China’s state planner said on Tuesday it would take measures to stabilise steel and iron ore market, and that it expects growth in the country’s factory gate prices to ease in the second half as commodity prices return to taking cues from fundamentals.
Pandemic-driven stimulus measures have driven up commodity prices recently, boosting profitability for upstream companies but hurting downstream manufacturers’ performance, Jin Xiandong, spokesman for the National Development and Reform Commission (NDRC), said at an online briefing.
China’s producer price index (PPI) expanded at the fastest pace in more than three years in April, fuelled by a sharp jump in ferrous metals, oil and others.
“Affected by global prices and lower year-ago bases, PPI growth could further expand in coming few months,” Jin said.
But PPI is expected to cool in the second half with commodity prices “gradually back to the supply and demand fundamentals”, Jin added.
The state planner said it was working together with the market regulator to look into the steel and iron ore market, where prices have soared 30-40% in 2021.
Regulators in Shanghai and steel hub Tangshan warned local mills last week against price gouging, collusion and irregularities, and said they would shut down business at those seriously disrupting market orders.
To ensure iron ore supplies, the key steelmaking ingredient for which China relies heavily on imports, the NDRC said China would step up domestic mines exploration and development of existing projects.
China also encourages companies to “actively and prudently” develop overseas iron ore mines while expanding import channels, Jin said.
Benchmark iron ore futures on the Dalian Commodity Exchange jumped 3.4% to 1,232 yuan ($191.69) a tonne on Tuesday morning trade.

---+---

* **EXERCISE DIRECTIONS**: In the article on China's steel and iron ore prices, list everything that regulators in Shanghai and Tangshan warned local mills against.

Region pointing data:
---+---

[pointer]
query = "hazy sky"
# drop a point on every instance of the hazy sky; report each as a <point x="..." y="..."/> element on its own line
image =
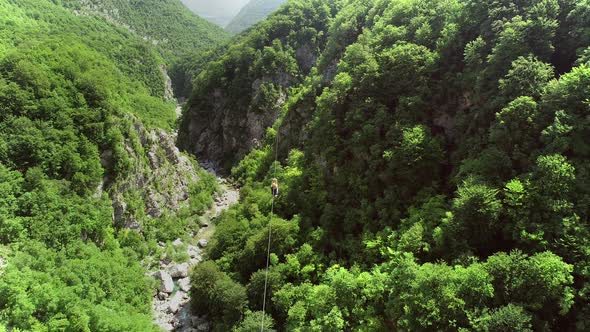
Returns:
<point x="217" y="11"/>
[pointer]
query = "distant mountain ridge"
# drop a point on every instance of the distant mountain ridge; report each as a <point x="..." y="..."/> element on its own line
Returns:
<point x="163" y="23"/>
<point x="254" y="12"/>
<point x="220" y="12"/>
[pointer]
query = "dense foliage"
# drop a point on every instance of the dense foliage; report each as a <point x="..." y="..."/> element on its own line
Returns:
<point x="435" y="179"/>
<point x="72" y="88"/>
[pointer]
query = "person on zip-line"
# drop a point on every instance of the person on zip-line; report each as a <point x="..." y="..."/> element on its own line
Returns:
<point x="274" y="187"/>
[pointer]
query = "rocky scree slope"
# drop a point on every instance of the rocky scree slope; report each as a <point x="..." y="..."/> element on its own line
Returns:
<point x="242" y="93"/>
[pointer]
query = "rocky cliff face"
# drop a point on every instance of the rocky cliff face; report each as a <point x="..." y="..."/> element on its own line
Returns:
<point x="159" y="181"/>
<point x="221" y="135"/>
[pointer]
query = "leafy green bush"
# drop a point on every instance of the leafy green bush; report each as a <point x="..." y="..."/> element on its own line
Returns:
<point x="215" y="294"/>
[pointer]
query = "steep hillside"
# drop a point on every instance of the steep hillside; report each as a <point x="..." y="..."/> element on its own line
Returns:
<point x="89" y="180"/>
<point x="168" y="25"/>
<point x="433" y="160"/>
<point x="242" y="92"/>
<point x="219" y="12"/>
<point x="181" y="37"/>
<point x="254" y="12"/>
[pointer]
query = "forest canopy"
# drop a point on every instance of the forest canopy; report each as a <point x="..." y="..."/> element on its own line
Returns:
<point x="433" y="164"/>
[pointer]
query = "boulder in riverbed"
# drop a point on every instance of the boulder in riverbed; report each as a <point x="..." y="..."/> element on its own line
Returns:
<point x="166" y="283"/>
<point x="179" y="271"/>
<point x="184" y="284"/>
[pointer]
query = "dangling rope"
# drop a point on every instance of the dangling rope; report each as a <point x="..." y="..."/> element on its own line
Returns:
<point x="272" y="209"/>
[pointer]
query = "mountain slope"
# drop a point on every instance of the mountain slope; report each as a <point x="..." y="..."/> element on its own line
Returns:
<point x="253" y="12"/>
<point x="433" y="167"/>
<point x="174" y="30"/>
<point x="219" y="12"/>
<point x="81" y="157"/>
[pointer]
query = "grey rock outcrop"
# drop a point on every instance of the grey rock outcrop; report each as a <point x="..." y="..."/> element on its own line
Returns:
<point x="184" y="284"/>
<point x="166" y="282"/>
<point x="179" y="271"/>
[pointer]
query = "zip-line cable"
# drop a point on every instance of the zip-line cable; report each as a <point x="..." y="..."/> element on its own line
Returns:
<point x="272" y="209"/>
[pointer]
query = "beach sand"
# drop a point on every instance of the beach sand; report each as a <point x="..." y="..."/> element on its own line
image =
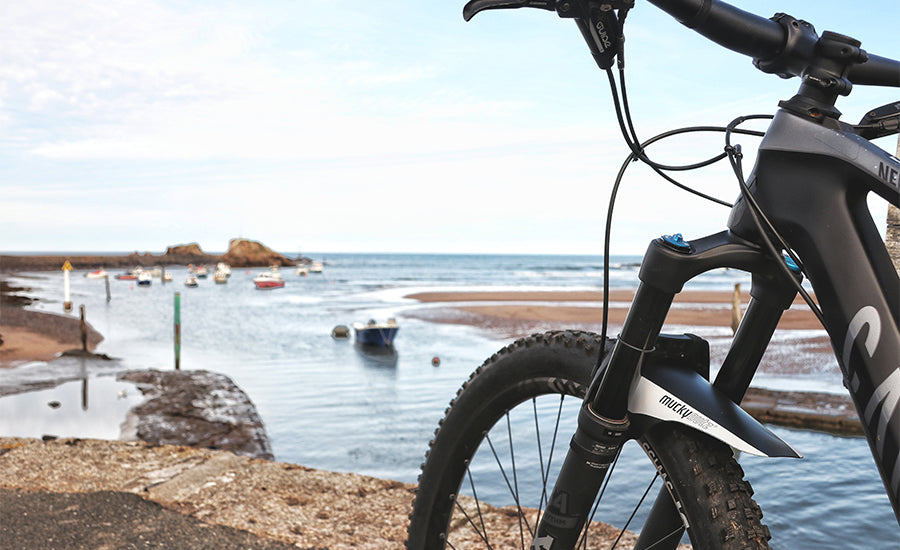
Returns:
<point x="37" y="336"/>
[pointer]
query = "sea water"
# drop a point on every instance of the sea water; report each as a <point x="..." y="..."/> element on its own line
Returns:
<point x="329" y="404"/>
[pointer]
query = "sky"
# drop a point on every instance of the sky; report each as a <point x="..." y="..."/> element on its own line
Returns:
<point x="351" y="126"/>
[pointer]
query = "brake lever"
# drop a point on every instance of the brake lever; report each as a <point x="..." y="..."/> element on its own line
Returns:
<point x="474" y="6"/>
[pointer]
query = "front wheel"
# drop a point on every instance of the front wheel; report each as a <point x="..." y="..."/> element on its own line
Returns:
<point x="492" y="464"/>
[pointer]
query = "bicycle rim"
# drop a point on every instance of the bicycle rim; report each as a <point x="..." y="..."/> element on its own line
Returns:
<point x="494" y="460"/>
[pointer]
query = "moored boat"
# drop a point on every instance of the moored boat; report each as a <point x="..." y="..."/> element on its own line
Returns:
<point x="268" y="279"/>
<point x="376" y="334"/>
<point x="145" y="278"/>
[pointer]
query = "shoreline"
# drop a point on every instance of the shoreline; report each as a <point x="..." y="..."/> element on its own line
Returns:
<point x="691" y="307"/>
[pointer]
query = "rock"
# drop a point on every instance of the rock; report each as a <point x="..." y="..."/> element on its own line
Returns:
<point x="192" y="249"/>
<point x="247" y="253"/>
<point x="198" y="409"/>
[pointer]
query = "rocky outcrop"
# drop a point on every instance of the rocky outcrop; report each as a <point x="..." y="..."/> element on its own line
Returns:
<point x="241" y="253"/>
<point x="196" y="408"/>
<point x="247" y="253"/>
<point x="192" y="249"/>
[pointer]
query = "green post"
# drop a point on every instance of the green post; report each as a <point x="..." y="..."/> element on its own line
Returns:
<point x="177" y="331"/>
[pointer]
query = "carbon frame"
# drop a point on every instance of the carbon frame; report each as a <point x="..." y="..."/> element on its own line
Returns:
<point x="812" y="181"/>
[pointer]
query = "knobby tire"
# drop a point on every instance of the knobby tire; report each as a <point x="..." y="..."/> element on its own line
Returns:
<point x="527" y="388"/>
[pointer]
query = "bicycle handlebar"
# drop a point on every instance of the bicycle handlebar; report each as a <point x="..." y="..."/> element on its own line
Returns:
<point x="777" y="43"/>
<point x="781" y="45"/>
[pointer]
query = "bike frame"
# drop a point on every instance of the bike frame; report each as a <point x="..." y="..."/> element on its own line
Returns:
<point x="812" y="180"/>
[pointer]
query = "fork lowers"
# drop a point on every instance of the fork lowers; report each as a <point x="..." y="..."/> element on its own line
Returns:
<point x="593" y="448"/>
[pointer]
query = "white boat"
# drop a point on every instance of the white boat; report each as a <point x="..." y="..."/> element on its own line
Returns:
<point x="376" y="334"/>
<point x="268" y="279"/>
<point x="224" y="268"/>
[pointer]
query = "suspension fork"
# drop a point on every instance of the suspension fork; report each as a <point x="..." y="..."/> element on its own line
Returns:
<point x="603" y="424"/>
<point x="768" y="300"/>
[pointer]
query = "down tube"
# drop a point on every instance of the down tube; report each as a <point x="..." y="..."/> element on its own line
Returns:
<point x="855" y="284"/>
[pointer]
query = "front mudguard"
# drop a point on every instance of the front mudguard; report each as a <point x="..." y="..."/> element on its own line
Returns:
<point x="671" y="388"/>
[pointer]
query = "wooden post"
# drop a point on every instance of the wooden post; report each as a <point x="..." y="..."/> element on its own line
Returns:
<point x="83" y="330"/>
<point x="177" y="331"/>
<point x="67" y="298"/>
<point x="736" y="308"/>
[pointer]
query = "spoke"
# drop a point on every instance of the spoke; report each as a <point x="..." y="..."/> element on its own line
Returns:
<point x="545" y="472"/>
<point x="587" y="524"/>
<point x="512" y="457"/>
<point x="634" y="512"/>
<point x="509" y="485"/>
<point x="482" y="533"/>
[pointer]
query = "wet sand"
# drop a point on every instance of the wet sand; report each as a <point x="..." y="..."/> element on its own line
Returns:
<point x="37" y="336"/>
<point x="580" y="308"/>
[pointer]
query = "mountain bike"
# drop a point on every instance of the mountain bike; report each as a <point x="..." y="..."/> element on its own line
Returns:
<point x="526" y="454"/>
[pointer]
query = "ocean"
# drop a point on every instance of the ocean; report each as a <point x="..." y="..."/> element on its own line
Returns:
<point x="330" y="405"/>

---+---

* **EXERCISE RESULT**:
- Price gouging
- Collusion
- Irregularities